--- Your objective ---
Each line from the one that has "Practice. Point at the tile floor" through the end of the entries below must be written out exactly; leave out all other lines.

Records from a data collection
►

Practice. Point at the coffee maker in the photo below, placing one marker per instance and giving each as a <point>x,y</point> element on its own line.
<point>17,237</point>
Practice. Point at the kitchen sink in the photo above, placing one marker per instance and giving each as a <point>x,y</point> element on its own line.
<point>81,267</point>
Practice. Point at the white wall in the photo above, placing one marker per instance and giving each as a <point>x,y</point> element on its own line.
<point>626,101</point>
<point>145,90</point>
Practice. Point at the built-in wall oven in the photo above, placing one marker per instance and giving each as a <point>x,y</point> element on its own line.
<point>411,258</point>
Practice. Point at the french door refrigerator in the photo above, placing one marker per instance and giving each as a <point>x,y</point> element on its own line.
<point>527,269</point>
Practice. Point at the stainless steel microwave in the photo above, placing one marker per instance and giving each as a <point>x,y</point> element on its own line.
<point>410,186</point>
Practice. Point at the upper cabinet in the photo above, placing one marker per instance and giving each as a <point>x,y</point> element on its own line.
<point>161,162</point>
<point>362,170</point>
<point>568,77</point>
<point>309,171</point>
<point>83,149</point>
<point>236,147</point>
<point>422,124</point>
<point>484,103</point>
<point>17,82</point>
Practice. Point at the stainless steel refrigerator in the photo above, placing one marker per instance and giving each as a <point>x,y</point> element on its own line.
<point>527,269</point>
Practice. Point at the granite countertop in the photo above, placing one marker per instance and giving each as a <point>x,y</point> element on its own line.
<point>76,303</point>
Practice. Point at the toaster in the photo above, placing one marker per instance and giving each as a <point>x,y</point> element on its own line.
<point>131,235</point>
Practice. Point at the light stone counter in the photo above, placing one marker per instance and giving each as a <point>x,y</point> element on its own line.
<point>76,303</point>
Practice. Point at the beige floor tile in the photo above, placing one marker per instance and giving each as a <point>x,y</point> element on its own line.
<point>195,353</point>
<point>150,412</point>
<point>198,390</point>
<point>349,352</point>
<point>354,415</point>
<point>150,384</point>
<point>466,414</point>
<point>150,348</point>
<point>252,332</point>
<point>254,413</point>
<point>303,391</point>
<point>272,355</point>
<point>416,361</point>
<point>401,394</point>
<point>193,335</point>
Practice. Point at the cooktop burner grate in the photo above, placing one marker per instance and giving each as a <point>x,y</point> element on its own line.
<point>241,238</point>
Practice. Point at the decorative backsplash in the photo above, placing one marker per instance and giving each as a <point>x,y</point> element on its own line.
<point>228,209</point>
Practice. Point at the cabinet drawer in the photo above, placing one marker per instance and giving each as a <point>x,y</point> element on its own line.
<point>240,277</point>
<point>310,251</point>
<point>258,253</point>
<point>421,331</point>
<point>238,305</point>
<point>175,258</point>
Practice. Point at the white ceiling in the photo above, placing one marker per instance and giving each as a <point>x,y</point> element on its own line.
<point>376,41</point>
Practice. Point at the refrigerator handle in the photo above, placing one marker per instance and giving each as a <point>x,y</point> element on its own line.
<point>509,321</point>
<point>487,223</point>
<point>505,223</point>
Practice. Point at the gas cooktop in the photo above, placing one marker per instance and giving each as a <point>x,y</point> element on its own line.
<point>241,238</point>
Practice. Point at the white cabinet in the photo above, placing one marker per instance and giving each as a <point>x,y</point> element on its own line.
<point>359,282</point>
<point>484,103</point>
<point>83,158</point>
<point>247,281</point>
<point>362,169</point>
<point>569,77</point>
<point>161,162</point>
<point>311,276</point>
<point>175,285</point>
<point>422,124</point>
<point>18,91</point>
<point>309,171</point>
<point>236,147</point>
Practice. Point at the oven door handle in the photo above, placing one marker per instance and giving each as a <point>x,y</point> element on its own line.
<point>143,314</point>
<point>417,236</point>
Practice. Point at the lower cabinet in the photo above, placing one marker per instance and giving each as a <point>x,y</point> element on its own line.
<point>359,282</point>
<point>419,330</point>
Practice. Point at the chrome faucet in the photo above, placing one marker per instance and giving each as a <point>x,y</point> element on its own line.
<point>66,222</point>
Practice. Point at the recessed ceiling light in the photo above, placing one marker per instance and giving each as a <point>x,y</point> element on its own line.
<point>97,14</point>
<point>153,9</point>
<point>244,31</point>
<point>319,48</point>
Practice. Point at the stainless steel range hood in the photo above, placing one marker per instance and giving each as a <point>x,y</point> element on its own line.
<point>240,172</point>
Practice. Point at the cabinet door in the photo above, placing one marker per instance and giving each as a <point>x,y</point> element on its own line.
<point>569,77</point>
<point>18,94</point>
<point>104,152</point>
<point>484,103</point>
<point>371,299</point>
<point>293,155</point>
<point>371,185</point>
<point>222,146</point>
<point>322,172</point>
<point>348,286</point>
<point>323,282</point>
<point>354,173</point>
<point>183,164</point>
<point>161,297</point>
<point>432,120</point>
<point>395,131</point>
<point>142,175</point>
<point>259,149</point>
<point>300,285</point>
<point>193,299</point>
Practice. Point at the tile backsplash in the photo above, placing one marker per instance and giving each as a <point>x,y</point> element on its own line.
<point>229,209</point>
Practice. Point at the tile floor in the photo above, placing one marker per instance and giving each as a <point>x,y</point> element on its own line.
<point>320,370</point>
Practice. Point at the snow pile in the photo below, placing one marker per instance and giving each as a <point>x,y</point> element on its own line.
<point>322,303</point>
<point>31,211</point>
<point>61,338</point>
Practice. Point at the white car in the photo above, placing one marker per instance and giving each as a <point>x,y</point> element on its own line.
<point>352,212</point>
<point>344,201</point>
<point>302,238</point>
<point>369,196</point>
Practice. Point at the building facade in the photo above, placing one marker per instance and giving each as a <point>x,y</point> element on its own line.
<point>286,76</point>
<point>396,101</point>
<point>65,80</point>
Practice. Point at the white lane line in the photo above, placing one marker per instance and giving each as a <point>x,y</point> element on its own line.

◄

--- Task solution ---
Practice. Point at the tile floor in the photo above, placing one marker per instance and giving each as a <point>x,y</point> element on its own line.
<point>320,370</point>
Practice. Point at the snow pile in the photo below, placing one marker per instance and giving each as a <point>x,y</point> element on its own line.
<point>322,303</point>
<point>31,211</point>
<point>61,338</point>
Practice. Point at the white car in the photo above, placing one marker per instance and giving each as a <point>x,y</point> element on its own line.
<point>352,212</point>
<point>344,201</point>
<point>302,238</point>
<point>369,196</point>
Practice. Point at the building facade in the photo above, placing one marker per instance and giving each as a <point>x,y</point> element on its own line.
<point>286,76</point>
<point>396,101</point>
<point>65,80</point>
Practice. Point at the white lane line in the photo above, placing one marker per instance and giving each as a <point>x,y</point> element on its own line.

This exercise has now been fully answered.